### PROBLEM
Format the rows below as a two-column CSV with the columns "prompt" and "response", one line per row, placing each row's text and its answer in a single quoted field with line breaks replaced by spaces.

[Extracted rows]
====================

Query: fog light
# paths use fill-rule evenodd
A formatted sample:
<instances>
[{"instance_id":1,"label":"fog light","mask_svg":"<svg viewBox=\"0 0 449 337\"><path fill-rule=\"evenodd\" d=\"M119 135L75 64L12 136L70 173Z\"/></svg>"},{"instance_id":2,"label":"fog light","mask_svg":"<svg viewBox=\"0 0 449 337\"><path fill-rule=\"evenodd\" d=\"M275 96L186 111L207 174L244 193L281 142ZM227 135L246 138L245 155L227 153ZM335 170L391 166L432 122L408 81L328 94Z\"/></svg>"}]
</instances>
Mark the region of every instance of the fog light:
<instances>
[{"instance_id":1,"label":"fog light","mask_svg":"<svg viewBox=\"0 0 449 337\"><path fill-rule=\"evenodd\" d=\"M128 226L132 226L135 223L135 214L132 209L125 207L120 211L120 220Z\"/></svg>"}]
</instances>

====================

### FULL OUTPUT
prompt,response
"Query: fog light # paths use fill-rule evenodd A formatted sample: <instances> [{""instance_id"":1,""label"":""fog light"",""mask_svg"":""<svg viewBox=\""0 0 449 337\""><path fill-rule=\""evenodd\"" d=\""M119 135L75 64L12 136L70 173Z\""/></svg>""},{""instance_id"":2,""label"":""fog light"",""mask_svg"":""<svg viewBox=\""0 0 449 337\""><path fill-rule=\""evenodd\"" d=\""M275 96L186 111L207 174L244 193L281 142ZM227 135L246 138L245 155L227 153ZM335 170L391 166L432 122L408 81L328 94Z\""/></svg>""}] </instances> Mark the region of every instance of the fog light:","<instances> [{""instance_id"":1,""label"":""fog light"",""mask_svg"":""<svg viewBox=\""0 0 449 337\""><path fill-rule=\""evenodd\"" d=\""M128 226L132 226L135 223L135 214L132 209L125 207L120 211L120 220Z\""/></svg>""}] </instances>"